_USING THE INFORMATION_
#1 Using the vaccination study passage, explain in one to three sentences what mainly led patients to get vaccinated.
#2 Say whether each statement agrees with the vaccination study passage. Answer yes or no, and quote the words from the passage that decide it.
(a) More than half of the patients who answered the questionnaire were men.
(b) Asthma was the most common diagnosis registered.
(c) Fear of injections or needles was the chief hindrance to PV.
#3 Pick up the vaccination study passage after its last sentence and write the next few sentences.

SOURCE PASSAGE section start

Of the total of 1362 patients that attended our clinic in the study period, 201 patients (14.75%) answered the questionnaire: 59.7% were men, with mean age of 65.3 years (SD=15.3); 8% were current and 36% former smokers; 81.8% had low vs. 13.1% with medium and 5.1% with high educational status. Major diagnosis registered were asthma (31.3%) followed by COPD (28.9%), ILD (23.4%) and lung cancer (1.0%). The overall coverage for IV and PV was 83.5% and 41.9%, respectively. For IV, 65.9% were vaccinated that present season, 63.5% in the previous one and 53.9% in any other season; 60.4% had had been vaccinated in the last two seasons. Among patients who received PV, 75.6% have been vaccinated with PCV13 and 35.4% with PPV23. Motivation towards vaccination was mainly due to previous medical recommendation (96.6% for IV and 96.1% for PV), followed by communication media (3.4% for IV and 3.9% for PV) and relatives’ counseling (1.4% and 0.8% for IV and PV, respectively). The chief hindrances towards vaccination were risk concerns (54.3%) and the possibility of acquiring flu regardless of vaccination (28.6%) for IV; economical concerns (39.3%), followed by risk concerns (25.0%), fear of injections/needles (8.9%) and difficult access to health care (5.4%) for PV. Vaccination rates according to determinants in CRP are showed in Table 1.

SOURCE PASSAGE section end
LISTED ENTRIES section start

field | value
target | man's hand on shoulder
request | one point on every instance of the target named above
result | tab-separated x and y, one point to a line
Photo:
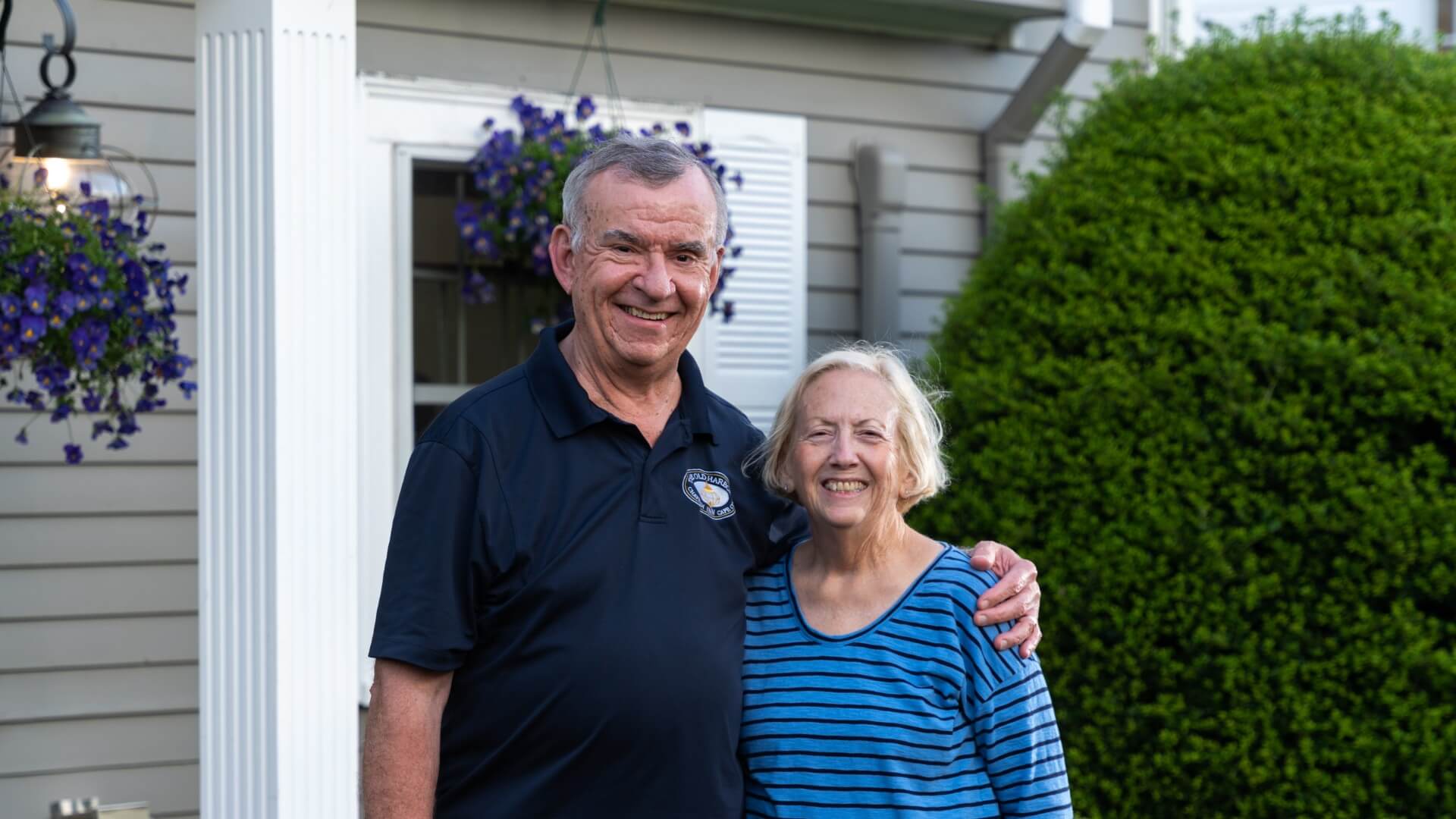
1017	596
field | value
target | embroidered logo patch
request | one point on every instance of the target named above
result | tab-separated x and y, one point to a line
710	491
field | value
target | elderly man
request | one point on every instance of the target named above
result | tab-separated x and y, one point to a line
563	617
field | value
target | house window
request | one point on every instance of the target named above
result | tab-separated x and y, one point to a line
456	344
431	347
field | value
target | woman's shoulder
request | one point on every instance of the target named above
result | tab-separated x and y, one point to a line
956	575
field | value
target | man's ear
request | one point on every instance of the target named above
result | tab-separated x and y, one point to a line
717	273
563	259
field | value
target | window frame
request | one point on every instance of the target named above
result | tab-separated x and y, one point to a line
405	120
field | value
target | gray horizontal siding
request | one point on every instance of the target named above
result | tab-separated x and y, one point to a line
929	99
98	563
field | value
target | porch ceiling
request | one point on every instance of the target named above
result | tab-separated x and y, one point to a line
968	20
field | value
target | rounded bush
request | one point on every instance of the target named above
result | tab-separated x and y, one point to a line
1204	373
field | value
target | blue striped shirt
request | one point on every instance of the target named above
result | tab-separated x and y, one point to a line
913	714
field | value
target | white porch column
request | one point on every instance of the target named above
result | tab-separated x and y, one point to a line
278	371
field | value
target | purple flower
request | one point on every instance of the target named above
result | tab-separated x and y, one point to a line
63	309
53	379
36	297
175	366
33	328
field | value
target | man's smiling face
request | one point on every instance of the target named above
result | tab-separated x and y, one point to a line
647	265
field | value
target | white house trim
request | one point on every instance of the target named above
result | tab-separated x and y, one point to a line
278	423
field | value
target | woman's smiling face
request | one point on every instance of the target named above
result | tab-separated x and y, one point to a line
843	465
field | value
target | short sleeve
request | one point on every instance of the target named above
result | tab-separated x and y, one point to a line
427	601
1015	726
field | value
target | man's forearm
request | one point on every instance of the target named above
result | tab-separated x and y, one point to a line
402	746
400	765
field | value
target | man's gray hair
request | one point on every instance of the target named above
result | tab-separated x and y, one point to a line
642	159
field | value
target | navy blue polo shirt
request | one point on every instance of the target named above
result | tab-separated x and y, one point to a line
587	592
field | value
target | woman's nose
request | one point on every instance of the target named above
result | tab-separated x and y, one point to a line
843	450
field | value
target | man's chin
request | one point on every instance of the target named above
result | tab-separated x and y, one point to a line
648	353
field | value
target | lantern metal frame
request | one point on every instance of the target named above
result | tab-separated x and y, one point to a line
57	127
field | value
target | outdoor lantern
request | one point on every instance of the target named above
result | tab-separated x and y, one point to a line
57	146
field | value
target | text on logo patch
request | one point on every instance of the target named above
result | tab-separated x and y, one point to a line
710	491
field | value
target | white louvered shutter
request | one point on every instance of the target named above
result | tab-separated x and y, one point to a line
753	359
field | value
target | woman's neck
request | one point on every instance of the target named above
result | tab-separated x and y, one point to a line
868	547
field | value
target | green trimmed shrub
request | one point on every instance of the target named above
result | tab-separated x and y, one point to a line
1206	375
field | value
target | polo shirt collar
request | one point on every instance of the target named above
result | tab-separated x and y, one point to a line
565	406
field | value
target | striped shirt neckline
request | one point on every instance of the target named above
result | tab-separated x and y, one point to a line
867	630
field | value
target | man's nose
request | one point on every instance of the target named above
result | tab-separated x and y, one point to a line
655	281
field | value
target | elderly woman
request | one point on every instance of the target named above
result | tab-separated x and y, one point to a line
868	689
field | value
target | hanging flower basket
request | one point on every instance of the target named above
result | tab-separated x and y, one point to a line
85	315
520	178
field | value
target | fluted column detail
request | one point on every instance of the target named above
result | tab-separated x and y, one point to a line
278	413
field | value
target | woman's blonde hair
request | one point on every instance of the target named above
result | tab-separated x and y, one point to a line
918	428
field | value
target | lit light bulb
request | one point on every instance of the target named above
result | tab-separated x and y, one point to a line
57	174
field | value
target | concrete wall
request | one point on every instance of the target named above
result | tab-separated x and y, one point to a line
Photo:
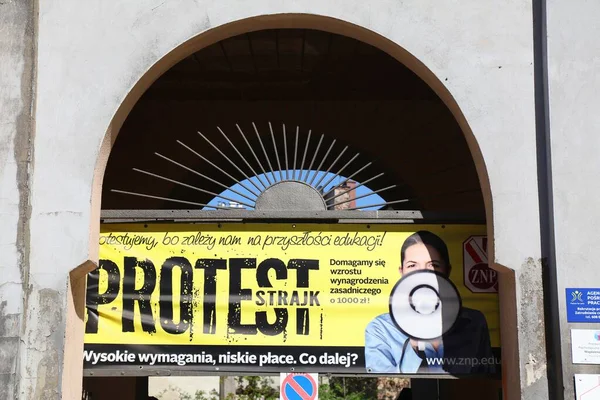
477	54
16	71
574	62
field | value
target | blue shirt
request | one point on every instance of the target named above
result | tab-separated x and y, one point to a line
465	349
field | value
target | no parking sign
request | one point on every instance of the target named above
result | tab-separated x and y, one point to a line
299	387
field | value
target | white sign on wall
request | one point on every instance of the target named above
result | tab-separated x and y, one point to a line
585	346
587	387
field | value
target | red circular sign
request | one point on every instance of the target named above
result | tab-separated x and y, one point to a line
298	386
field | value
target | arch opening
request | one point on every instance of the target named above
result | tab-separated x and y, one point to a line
231	89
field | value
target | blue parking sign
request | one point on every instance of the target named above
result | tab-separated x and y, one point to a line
583	305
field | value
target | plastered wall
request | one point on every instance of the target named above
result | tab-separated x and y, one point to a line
91	55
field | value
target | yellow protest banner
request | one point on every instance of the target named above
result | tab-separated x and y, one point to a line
277	296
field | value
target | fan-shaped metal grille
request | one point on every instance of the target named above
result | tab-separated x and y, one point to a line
318	166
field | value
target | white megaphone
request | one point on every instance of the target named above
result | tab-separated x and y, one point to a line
424	305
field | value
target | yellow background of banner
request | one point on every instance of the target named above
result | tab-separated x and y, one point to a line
342	324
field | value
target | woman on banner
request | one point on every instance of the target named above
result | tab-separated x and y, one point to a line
465	349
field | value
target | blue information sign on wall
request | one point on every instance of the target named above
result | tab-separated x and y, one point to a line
583	305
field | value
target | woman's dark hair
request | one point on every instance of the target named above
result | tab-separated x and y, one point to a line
428	239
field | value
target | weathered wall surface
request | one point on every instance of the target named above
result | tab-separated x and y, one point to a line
91	54
574	83
16	70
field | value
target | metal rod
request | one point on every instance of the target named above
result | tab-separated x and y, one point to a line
365	195
252	53
285	150
230	162
356	187
217	195
204	176
331	166
255	156
295	153
340	170
264	152
348	178
314	157
304	156
218	168
162	198
380	204
321	163
276	152
243	159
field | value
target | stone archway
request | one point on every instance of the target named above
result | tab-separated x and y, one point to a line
287	20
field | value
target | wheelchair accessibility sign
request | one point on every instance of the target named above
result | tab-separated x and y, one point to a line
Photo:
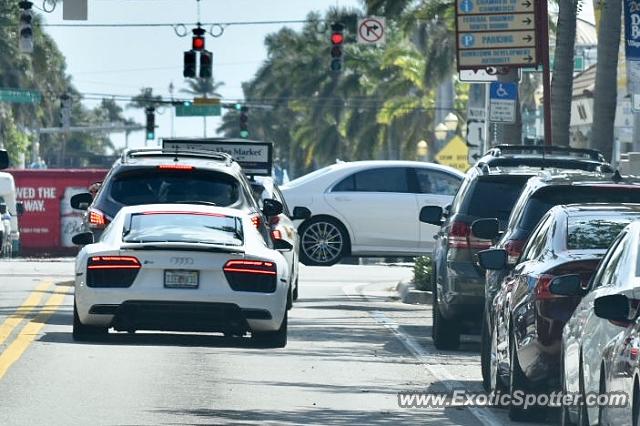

LISTED ENTRIES section end

_ANSWERS BY TASK_
#1 Patients got vaccinated mainly because a doctor had recommended it before: 96.6% for IV and 96.1% for PV. Communication media (3.4% for IV and 3.9% for PV) and advice from relatives (1.4% for IV and 0.8% for PV) played much smaller roles.

#2
(a) Yes: "59.7% were men"
(b) Yes: "Major diagnosis registered were asthma (31.3%) followed by COPD (28.9%)"
(c) No: "economical concerns (39.3%), followed by risk concerns (25.0%), fear of injections/needles (8.9%)"

#3
Vaccination rates (%).
Influenza vaccination (IV) | Pneumococcal vaccination (PV) | |
---|---|---|
Total (n=201) | 83.5 | 41.9 |
Sex | ||
Male | 59.3 | 61.4 |
Female | 40.7 | 38.6 |
Age group | ||
<40 | 5.4 | 4.8 |
40–74 | 64.1 | 65.1 |
≥75 | 30.5 | 30.1 |
Smoking history | ||
Smoker | 4.9 | 3.7 |
Former smoker | 34.1 | 39.5 |
Non-smoker | 61.0 | 56.8 |
Educational status | ||
Low | 84.3 | 81.7 |
Medium | 11.4 | 13.4 |
High | 4.2 | 4.9 |
Using a multivariable binary logistic regression model with forward elimination method, IV coverage was independently associated with age (p<0.006): patients aged ≥75 or 40–75 years were more likely to have IV coverage than patients aged <40 years (OR=9.28; 95%CI, 2.09–41.26; p=0.003 and OR=6.98; 95%CI, 1.92–25.35; p=0.003, respectively); smoking history (p=0.002): current and former smokers were less likely to have IV coverage than non-smokers (OR=0.09; 95%CI, 0.02–0.40; p=0.002 and OR=0.14; 95%CI, 0.04–0.50; p=0.003, respectively); and gender: women were less likely to have IV coverage than men (OR=0.28; 95%CI, 0.09–0.90; p=0.032). For PV coverage no factors were significantly associated.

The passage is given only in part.